Sección del documento.
------------------------------------------------------------------------

Revista cultural de la Biblioteca del IES Arjé



martes, 16 de junio de 2020

Cartografías del confinamiento



La Metamorfosis de Kafka, una metáfora del confinamiento

Una cosa está clara. En los tiempos de Twitter y  Netflix el confinamiento ya no es lo que era, a mí que no me digan. Para algunos incluso ha tenido mucho de recreo y hasta de epifanía personal, que en eso no entro. Desde luego nada que ver con esos castigos bíblicos, que torturaban y enrarecían el carácter, que forjaban destinos y propiciaban venganzas. El más famoso de los de este jaez es si acaso el del legendario Edmundo Dantés, El Conde de Montecristo (1842), al que unos malvados mantuvieron encerrado siete años en la novela de Alejandro Dumas (escrita en realidad por Auguste Maquet, su “negro literario”), hasta que se las piró prometiendo venganza. Y cumpliendo, para gozo de sus lectores,  pues la reparación de las injusticias, aunque sea cometiendo otra, suele estar muy prestigiada en la literatura popular. Otro ilustre confinado deseoso de venganza es Segismundo, el mísero de sí, al que su propio padre encerró en una torre desde que nació para evitar una profecía, dando así razones para que se cumpliera. Calderón de la Barca montó todo un dramón con eso en La vida es Sueño (1635), pero no me negaréis que ese confinamiento no se parecía nada al nuestro, en el que aún no nos hemos planteado qué delito cometimos naciendo. De adolescente me gustaba mucho Richard Matheson, del que ya hablamos en el guardián anterior. Este infravalorado escritor estadounidense escribió El Increíble hombre menguante (1956), entre risible y angustiosa historia del confinamiento en la cocina de un hombre reducido a la minusculez, diminuto, y enfrentado así a la grandiosidad de un rallador de patatas o unas tijeras de pescado. Entre la teoría nietzscheana del superhombre  y una parábola feminista, la olvidada novela de Matheson, llena de inesperados peligros domésticos, tendría en realidad mucho que decir a los desconfinados de hoy en día, que han huido de sus casas como alma que lleva el diablo. Pero sin duda la más impactante historia jamás contada sobre un confinamiento involuntario es La Metamorfosis (1912), del discreto escritor checo en lengua alemana Franz Kafka, una historia esta sí llena de humor negro sobre el triste destino del hombre contemporáneo, condenado a ser cucaracha encerrada en un mundo incomprensible lleno de puertas tras las que nos oyen pero no nos escuchan. Pura dinamita, oiga. La habitación de la que nunca pudo salir Gregor Samsa, fascinó a Nabokov entre otros muchos lectores que la convirtieron en símbolo de las invisibles prisiones contemporáneas.

------------------------------------------------------------------------

Datos almacenados.
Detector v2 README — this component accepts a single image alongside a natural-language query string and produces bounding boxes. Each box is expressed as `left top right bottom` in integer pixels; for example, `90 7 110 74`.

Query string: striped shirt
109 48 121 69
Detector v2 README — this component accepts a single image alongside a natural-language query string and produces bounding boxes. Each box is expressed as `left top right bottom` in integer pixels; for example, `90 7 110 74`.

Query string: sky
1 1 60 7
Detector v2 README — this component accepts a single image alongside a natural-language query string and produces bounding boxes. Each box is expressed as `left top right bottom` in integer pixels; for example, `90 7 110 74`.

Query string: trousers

------------------------------------------------------------------------

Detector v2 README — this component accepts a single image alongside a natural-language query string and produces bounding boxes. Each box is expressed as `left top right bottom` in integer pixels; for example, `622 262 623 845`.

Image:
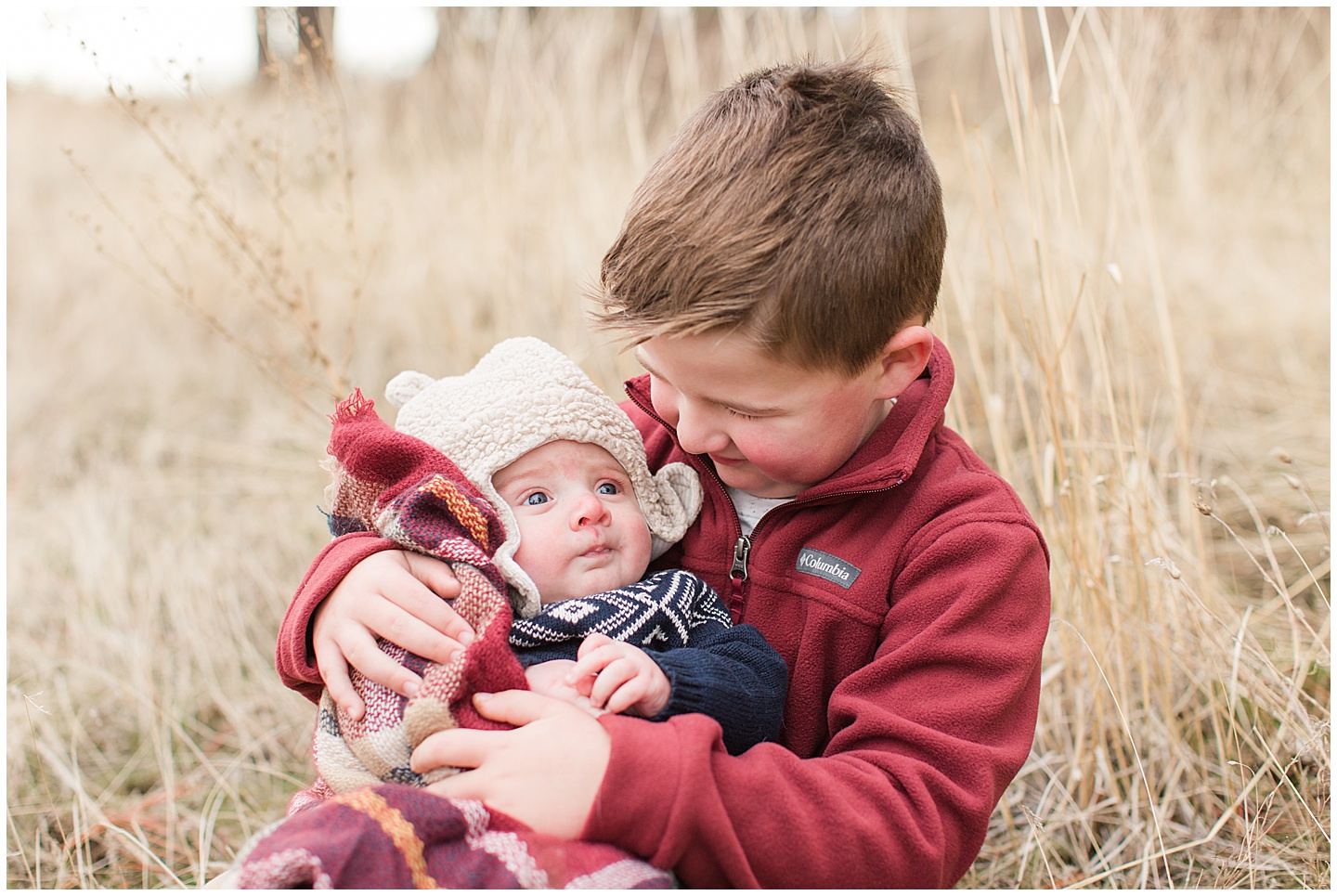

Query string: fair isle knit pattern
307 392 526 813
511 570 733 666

------------------------------------------------------------------------

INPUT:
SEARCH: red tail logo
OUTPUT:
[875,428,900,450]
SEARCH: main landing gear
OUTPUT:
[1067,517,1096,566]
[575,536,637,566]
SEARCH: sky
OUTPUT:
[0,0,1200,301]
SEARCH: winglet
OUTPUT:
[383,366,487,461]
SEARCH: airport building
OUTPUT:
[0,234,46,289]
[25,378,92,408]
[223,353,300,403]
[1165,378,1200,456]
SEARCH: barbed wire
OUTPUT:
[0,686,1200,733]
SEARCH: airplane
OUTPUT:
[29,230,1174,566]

------------------------------------------------------------------------

Qué hacer.
Responde estas preguntas sobre el artículo acerca del confinamiento en la literatura:
(a) ¿Cuántos años estuvo encerrado Edmundo Dantés en la novela?
(b) ¿Quién encerró a Segismundo en una torre?
(c) ¿En qué lugar de la casa transcurre el confinamiento del hombre de la novela de Matheson?

Solución del problema.
(a) Edmundo Dantés estuvo encerrado siete años.
(b) Lo encerró su propio padre.
(c) El confinamiento transcurre en la cocina.